> **What you have to do**
The whole of the data must be transcribed exactly.

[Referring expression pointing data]
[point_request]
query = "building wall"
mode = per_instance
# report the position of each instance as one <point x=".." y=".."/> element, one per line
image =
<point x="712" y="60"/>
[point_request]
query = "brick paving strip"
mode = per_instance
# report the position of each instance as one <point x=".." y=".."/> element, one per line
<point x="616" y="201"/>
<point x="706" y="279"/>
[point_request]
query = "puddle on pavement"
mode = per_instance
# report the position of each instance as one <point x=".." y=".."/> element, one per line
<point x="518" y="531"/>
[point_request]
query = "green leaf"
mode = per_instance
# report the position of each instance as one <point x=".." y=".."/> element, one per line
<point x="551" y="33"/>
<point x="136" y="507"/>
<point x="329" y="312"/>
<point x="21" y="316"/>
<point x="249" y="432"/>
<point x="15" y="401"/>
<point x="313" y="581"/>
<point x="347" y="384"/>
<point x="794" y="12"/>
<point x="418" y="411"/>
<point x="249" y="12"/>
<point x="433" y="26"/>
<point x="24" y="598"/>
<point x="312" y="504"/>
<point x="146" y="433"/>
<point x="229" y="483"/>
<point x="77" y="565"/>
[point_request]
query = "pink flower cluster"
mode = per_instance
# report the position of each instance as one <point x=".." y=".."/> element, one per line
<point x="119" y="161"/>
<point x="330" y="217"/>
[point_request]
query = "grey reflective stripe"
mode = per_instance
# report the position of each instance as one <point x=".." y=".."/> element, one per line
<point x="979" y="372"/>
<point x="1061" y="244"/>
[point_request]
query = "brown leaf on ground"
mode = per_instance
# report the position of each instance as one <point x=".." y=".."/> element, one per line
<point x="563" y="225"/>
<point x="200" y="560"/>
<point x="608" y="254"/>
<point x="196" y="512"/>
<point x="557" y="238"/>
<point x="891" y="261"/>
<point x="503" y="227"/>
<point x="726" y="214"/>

> **Task response**
[point_request]
query = "building wall"
mode = per_instance
# report the position of each instance as one <point x=".." y=".."/> element, one per line
image =
<point x="712" y="60"/>
[point_request]
query = "brick paving strip"
mode = per_instance
# report the position of each instance as one <point x=".." y=".."/> element, one per line
<point x="616" y="201"/>
<point x="706" y="279"/>
[point_request]
query = "puddle on pavement"
mode = per_instance
# report the position of each instance as one <point x=".." y=".."/> element, one per line
<point x="518" y="531"/>
[point_request]
query = "green leaf"
mode = per_instance
# report the position of each instance as one <point x=".." y=".."/> element, one per line
<point x="551" y="33"/>
<point x="136" y="507"/>
<point x="329" y="312"/>
<point x="21" y="316"/>
<point x="249" y="432"/>
<point x="15" y="401"/>
<point x="313" y="581"/>
<point x="347" y="384"/>
<point x="794" y="12"/>
<point x="418" y="411"/>
<point x="249" y="12"/>
<point x="433" y="26"/>
<point x="24" y="598"/>
<point x="312" y="504"/>
<point x="146" y="433"/>
<point x="229" y="483"/>
<point x="77" y="565"/>
[point_request]
query = "pink flower cluster"
mode = per_instance
# report the position of each instance as one <point x=".." y=".."/> element, one per line
<point x="119" y="161"/>
<point x="330" y="217"/>
[point_request]
query = "grey reflective stripe"
mode = per_instance
# report the position of each instance as one <point x=".." y=".."/> element, one per line
<point x="979" y="372"/>
<point x="1061" y="244"/>
[point_request]
query = "brown leaf on ground"
mode = per_instance
# report the position of each instance as one <point x=".." y=".."/> element, one per line
<point x="563" y="225"/>
<point x="200" y="560"/>
<point x="608" y="254"/>
<point x="196" y="512"/>
<point x="557" y="238"/>
<point x="891" y="261"/>
<point x="503" y="227"/>
<point x="726" y="214"/>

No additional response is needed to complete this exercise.